TRY IT
Answer these questions from the text on family engagement:
1. According to the text, what did the prolonged shift to remote learning lead to for many educators and families?
2. Which two things created a greater sense of urgency around inequitable treatment in education?
3. What organization published the report by Karen Mapp and Eyal Bergman?

As many commentators have noted, the last three years in education have changed the dynamics between families and schools in significant, still-evolving ways. The prolonged shift to remote learning led to a new (if sometimes strained) sense of collaboration for many educators and families. The pandemic and the heightened attention to racial injustice created a greater sense of urgency around the inequitable treatment that many families, particularly those of color and those living in poverty, routinely experience in education. At the same time, new safety protocols and administrative decisions sparked tensions and divisiveness in some school communities.
All this has made family engagement a critical area of focus and potential growth for schools in this new school year. As scholars Karen Mapp and Eyal Bergman write in a report published by the Carnegie Corporation last year, COVID-19 and the antiracist movement have opened the door for schools "to address the often-ignored and unspoken dynamics that prevent the cultivation of effective partnerships between families and educators." Educators need to "seize this opportunity," they argue, to forge stronger, more inclusive, and ultimately more transformative relations with families.

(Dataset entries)

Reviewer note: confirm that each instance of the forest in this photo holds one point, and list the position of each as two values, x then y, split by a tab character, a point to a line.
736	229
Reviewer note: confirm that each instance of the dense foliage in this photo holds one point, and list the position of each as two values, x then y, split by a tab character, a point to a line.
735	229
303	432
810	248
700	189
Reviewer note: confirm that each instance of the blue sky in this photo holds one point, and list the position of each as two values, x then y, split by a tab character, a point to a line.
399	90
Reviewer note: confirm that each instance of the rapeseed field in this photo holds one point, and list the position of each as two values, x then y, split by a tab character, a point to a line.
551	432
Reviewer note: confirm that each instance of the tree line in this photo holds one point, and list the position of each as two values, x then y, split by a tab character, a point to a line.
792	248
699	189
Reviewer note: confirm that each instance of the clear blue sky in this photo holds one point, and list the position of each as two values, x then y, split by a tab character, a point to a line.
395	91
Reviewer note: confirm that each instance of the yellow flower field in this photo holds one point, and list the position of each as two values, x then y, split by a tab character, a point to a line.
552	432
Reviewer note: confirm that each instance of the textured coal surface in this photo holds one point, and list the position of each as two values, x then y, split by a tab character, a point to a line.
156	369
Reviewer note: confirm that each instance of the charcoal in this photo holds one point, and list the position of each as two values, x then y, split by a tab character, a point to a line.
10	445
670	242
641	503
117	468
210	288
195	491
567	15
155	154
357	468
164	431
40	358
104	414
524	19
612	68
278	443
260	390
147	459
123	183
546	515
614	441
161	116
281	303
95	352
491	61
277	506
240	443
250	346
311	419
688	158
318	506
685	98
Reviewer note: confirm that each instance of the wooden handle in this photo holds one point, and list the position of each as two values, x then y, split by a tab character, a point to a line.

EXPECTED ANSWER
1. A new, if sometimes strained, sense of collaboration.
2. The pandemic and the heightened attention to racial injustice.
3. The Carnegie Corporation.